* **COSE DA FARE**
(a) Nel testo sul consumo di carne e legumi, di quanto si riduce il rischio di malattie cardiovascolari con 100 g di legumi al giorno?
(b) Riporta il passo del testo sul consumo di carne e legumi compreso tra "All’interno dello studio" e "con la carne.", estremi inclusi.
(c) Riprendi il testo sul consumo di carne e legumi e proseguilo dal punto in cui si ferma.

--- TESTO ---

All’interno dello studio viene riportato anche il confronto con le alternative vegetali, e in particolare i legumi: un consumo di 50 o 100 grammi al giorno non aumenta il rischio di contrarre le quattro malattie in analisi. Anzi, il rischio di ammalarsi si riduce all’aumentare della quantità di legumi consumati quotidianamente. Per 100 g di legumi consumati al giorno, ad esempio, il rischio di contrarre malattie cardiovascolari si riduce di più del 10%. Non viene quindi attribuito nessun costo sanitario al consumo di questi alimenti vegetali al confronto con la carne.
Come si legge nel report, a causa del consumo di carne, ogni anno in Italia vengono persi circa 350mila anni di vita, che significa che l’aspettativa di vita in salute di un consumatore di carne si riduce di circa 2,3 giorni. Ma l’alternativa c’è, ed è il consumo di alimenti vegetali: “Siamo consapevoli che non si tratta di cambiamenti da attuare da un giorno all’altro – dichiara Roberto Bennati, direttore generale di LAV – ma le stime della FAO secondo cui il consumo di carne attuale nel 2050 raddoppierà, arrivando a 465 milioni, ci indicano la direzione”.

--- VOCI FORNITE ---

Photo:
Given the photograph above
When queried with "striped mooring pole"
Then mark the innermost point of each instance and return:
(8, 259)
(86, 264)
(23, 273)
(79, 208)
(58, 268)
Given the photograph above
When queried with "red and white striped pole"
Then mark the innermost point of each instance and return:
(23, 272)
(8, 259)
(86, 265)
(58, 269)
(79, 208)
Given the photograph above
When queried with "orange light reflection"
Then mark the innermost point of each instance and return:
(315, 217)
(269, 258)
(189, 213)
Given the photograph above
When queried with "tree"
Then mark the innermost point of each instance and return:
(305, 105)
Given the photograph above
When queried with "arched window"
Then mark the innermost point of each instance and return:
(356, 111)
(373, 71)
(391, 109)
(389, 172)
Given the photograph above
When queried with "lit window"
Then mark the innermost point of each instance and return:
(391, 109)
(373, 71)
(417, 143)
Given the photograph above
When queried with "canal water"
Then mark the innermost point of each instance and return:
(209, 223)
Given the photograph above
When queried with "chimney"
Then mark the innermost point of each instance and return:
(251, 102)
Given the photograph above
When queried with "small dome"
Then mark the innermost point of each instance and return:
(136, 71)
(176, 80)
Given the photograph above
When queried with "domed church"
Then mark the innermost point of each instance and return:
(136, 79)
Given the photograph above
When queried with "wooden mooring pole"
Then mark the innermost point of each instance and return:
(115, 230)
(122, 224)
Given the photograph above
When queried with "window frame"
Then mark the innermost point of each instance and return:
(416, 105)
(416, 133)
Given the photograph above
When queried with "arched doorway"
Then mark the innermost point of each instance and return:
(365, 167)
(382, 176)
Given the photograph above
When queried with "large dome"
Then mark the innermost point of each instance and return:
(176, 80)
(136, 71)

---
--- VOCI FORNITE ---

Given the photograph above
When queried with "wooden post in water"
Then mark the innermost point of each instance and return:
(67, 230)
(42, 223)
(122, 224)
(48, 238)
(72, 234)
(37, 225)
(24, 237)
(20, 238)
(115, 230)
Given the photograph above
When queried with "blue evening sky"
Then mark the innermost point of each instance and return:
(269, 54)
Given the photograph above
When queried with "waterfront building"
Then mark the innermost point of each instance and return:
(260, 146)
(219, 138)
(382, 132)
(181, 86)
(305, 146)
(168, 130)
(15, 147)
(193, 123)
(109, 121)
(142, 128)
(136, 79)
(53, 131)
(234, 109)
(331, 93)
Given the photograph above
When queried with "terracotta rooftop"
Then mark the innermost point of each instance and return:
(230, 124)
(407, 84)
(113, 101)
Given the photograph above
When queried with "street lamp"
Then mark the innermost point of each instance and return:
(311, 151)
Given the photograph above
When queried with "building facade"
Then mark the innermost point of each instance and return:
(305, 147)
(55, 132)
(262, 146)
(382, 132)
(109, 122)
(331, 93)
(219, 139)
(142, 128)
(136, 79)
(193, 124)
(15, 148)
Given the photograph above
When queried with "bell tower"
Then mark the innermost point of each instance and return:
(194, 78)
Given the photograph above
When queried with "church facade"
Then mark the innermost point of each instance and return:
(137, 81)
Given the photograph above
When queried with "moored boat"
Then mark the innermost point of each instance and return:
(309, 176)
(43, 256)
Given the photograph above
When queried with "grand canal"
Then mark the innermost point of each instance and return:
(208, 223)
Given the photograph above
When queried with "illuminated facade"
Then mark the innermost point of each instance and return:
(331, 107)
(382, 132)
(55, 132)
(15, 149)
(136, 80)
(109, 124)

---

* **RISPOSTE**
(a) Di più del 10%.

(b)
All’interno dello studio viene riportato anche il confronto con le alternative vegetali, e in particolare i legumi: un consumo di 50 o 100 grammi al giorno non aumenta il rischio di contrarre le quattro malattie in analisi. Anzi, il rischio di ammalarsi si riduce all’aumentare della quantità di legumi consumati quotidianamente. Per 100 g di legumi consumati al giorno, ad esempio, il rischio di contrarre malattie cardiovascolari si riduce di più del 10%. Non viene quindi attribuito nessun costo sanitario al consumo di questi alimenti vegetali al confronto con la carne.

(c)
Focus on: cosa ha detto l’OMS sul consumo di carne?
Non dimentichiamo che lo studio Demetra si aggiunge a quanto già espresso dalla scienza. In particolare, nel 2015 l’Organizzazione Mondiale della Sanità ha classificato le carni lavorate come “cancerogeno per l’uomo” (Gruppo 1), mentre il consumo di carne rossa è stato classificato come “probabilmente” cancerogeno per l’uomo “(Gruppo 2A).
Nel fare questa valutazione, il team di lavoro ha preso in considerazione tutti i dati rilevanti esaminati, inclusi i dati epidemiologici mostrando un’associazione tra consumo di carne rossa e cancro colon-rettale, del pancreas e della prostata.” Consulta il rapporto elaborato nel 2015: Carcinogenicity of consumption of red and processed meat.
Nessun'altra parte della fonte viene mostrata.